# Start of DATASET ROWS

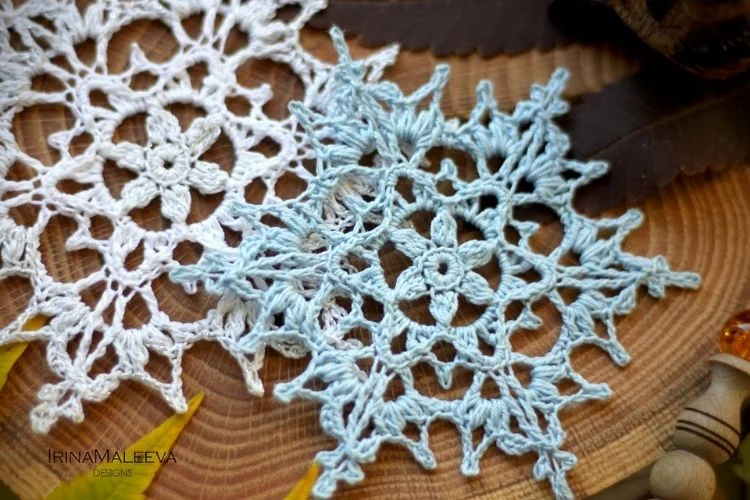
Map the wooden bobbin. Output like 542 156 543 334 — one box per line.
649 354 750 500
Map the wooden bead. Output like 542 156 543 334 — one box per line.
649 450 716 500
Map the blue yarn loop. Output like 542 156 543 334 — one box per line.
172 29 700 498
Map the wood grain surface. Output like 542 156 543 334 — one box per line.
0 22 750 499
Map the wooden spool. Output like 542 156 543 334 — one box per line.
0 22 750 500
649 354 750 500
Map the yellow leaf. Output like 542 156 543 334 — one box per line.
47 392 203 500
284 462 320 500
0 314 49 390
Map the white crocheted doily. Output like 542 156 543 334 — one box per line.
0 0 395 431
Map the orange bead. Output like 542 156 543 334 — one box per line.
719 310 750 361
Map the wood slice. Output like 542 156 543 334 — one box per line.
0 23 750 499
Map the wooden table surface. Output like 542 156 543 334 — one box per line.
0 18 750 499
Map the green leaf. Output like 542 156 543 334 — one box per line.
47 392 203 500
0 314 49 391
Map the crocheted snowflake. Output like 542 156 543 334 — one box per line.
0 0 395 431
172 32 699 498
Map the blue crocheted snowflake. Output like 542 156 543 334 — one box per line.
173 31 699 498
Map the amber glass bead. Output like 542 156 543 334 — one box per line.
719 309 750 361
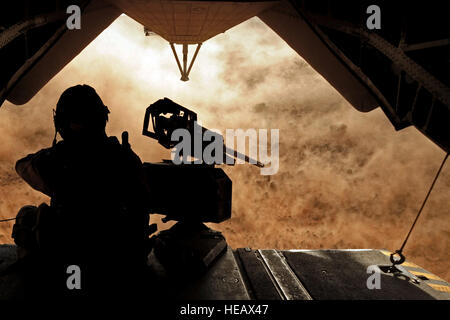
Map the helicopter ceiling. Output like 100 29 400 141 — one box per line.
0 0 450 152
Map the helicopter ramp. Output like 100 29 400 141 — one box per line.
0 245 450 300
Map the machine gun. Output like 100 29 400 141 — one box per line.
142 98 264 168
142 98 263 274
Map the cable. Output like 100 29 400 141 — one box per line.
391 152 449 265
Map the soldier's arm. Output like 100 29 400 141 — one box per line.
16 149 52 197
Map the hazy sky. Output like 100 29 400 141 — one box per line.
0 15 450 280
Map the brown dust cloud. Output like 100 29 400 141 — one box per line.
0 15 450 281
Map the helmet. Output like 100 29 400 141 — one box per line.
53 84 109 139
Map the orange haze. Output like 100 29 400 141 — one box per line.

# End of DATASET ROWS
# Start of DATASET ROWS

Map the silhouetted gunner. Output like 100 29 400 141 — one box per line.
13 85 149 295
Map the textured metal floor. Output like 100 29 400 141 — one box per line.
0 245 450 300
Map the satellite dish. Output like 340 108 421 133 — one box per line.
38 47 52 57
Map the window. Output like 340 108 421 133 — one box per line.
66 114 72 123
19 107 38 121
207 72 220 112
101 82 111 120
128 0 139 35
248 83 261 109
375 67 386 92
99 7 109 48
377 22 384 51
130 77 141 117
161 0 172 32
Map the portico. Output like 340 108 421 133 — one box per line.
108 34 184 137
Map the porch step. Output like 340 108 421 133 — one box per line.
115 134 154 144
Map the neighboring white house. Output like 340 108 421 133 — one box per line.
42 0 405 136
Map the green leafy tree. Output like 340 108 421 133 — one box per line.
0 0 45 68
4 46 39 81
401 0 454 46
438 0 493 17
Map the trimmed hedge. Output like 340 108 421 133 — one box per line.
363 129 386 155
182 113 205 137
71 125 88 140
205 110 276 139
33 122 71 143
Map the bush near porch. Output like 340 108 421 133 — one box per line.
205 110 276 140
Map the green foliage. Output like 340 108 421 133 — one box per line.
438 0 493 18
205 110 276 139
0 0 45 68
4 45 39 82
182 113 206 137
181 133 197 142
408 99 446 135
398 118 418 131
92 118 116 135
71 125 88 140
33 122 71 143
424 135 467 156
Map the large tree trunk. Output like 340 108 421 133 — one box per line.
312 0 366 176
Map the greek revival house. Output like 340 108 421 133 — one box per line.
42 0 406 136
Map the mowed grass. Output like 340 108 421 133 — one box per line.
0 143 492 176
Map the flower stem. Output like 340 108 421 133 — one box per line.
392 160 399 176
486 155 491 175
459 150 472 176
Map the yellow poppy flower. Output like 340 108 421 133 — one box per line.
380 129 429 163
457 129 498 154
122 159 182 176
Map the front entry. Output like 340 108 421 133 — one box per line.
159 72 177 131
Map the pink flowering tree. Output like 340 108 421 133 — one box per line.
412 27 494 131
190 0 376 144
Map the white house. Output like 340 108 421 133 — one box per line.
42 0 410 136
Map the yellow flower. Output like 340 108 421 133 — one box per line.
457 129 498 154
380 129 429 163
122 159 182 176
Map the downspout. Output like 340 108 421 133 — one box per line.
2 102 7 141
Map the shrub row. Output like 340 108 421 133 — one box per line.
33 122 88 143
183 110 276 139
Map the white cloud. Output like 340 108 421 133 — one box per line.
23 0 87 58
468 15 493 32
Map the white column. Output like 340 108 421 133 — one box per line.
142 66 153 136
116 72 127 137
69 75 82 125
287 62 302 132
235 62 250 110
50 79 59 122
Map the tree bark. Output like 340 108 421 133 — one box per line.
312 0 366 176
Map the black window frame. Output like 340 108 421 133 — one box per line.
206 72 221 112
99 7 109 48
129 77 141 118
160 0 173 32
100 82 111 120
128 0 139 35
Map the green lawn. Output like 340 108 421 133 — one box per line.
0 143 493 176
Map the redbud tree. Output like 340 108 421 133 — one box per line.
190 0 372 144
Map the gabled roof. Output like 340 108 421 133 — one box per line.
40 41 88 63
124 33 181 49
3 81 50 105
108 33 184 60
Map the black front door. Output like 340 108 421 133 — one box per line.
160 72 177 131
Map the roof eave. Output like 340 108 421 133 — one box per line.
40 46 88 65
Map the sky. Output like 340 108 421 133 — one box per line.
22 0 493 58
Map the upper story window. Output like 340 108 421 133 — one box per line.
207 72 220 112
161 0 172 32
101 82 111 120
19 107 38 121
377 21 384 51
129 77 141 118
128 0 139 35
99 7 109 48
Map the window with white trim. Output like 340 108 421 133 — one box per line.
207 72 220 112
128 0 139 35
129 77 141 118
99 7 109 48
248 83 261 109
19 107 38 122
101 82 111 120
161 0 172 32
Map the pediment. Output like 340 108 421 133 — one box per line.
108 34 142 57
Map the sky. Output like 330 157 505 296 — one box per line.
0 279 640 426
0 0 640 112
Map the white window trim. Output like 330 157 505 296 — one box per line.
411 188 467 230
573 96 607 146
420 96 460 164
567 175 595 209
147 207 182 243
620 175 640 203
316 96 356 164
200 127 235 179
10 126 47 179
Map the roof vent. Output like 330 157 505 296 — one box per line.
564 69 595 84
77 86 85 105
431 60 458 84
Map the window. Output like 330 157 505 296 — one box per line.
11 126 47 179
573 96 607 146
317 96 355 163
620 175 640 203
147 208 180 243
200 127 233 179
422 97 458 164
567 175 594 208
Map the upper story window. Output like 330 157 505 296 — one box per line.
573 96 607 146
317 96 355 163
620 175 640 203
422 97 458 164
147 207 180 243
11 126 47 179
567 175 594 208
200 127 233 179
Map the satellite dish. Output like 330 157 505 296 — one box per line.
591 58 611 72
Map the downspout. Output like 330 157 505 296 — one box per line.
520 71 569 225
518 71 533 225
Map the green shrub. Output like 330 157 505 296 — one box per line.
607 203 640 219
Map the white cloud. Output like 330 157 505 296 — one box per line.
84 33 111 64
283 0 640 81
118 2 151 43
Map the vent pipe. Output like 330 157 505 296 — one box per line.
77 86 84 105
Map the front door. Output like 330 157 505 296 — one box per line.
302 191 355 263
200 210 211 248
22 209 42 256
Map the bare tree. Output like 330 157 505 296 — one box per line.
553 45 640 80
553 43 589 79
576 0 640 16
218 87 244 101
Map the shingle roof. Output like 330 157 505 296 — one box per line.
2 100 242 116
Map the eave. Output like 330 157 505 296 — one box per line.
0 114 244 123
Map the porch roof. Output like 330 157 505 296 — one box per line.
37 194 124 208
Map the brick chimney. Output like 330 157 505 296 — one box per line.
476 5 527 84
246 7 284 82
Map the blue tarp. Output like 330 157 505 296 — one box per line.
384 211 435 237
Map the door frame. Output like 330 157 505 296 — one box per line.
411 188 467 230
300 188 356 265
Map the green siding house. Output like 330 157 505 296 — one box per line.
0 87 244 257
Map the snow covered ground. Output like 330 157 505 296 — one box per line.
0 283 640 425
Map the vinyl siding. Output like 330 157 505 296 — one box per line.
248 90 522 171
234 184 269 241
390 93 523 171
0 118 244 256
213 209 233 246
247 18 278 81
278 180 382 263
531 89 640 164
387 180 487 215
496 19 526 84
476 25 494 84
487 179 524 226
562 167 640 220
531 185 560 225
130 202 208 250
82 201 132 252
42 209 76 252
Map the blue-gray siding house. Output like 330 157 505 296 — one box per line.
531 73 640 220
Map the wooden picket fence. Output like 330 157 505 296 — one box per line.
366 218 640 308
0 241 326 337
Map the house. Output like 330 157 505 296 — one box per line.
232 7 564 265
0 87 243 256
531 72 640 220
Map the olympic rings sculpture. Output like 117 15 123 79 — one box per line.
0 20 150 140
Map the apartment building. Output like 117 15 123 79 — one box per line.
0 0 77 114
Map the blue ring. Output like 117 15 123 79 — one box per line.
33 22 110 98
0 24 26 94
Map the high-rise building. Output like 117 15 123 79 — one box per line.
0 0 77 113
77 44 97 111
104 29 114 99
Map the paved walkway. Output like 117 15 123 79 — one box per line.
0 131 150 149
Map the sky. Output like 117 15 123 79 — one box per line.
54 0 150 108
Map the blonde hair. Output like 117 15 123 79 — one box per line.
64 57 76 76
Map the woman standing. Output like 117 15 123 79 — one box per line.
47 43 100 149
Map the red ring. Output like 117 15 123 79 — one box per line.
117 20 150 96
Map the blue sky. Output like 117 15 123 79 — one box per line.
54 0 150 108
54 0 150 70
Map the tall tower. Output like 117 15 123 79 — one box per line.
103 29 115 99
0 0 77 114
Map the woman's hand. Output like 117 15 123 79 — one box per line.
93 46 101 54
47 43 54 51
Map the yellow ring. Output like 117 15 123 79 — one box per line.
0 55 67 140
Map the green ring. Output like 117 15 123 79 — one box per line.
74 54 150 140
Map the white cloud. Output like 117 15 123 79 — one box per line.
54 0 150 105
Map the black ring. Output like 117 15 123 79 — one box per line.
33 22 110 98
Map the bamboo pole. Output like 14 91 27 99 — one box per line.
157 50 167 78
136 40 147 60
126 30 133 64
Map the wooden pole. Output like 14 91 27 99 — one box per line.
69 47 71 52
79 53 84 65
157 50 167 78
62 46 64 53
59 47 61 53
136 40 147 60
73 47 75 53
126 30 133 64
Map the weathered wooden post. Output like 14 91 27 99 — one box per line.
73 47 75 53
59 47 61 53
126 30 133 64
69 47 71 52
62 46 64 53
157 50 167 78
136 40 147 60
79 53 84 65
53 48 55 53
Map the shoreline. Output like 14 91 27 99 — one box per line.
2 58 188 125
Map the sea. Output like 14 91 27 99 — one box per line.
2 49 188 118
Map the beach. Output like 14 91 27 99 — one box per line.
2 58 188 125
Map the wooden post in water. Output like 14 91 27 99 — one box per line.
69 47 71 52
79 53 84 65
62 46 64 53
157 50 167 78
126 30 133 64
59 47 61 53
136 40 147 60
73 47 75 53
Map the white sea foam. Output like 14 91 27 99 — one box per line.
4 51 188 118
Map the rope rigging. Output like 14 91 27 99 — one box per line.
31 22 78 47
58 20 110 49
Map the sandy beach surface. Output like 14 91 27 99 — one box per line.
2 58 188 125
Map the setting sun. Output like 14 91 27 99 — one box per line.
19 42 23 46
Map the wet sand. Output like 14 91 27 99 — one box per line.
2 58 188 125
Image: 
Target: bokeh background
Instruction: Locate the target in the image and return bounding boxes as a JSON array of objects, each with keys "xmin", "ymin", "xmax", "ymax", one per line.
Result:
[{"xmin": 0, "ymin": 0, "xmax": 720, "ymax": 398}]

# End of DATASET ROWS

### [GIVEN TASK]
Recast everything from the line containing "Map the front door." down to the line containing "37 194 124 208" as a numbered list, omitting blank lines.

### [EXERCISE RESPONSE]
1. Map the front door. Output like 330 157 505 296 — one box per line.
2. 302 191 355 263
3. 200 210 211 248
4. 22 209 42 256
5. Map the bare tree. Output like 330 157 505 296 — one box per line.
6. 553 45 640 80
7. 553 43 589 79
8. 576 0 640 16
9. 218 87 244 101
10. Map the shingle roof. Output like 330 157 505 296 — one box per line.
11. 2 100 242 116
12. Map the eave. Output like 330 157 505 296 — one box per line.
13. 0 114 244 123
14. Map the porch roof. Output like 330 157 505 296 — one box per line.
15. 37 194 124 208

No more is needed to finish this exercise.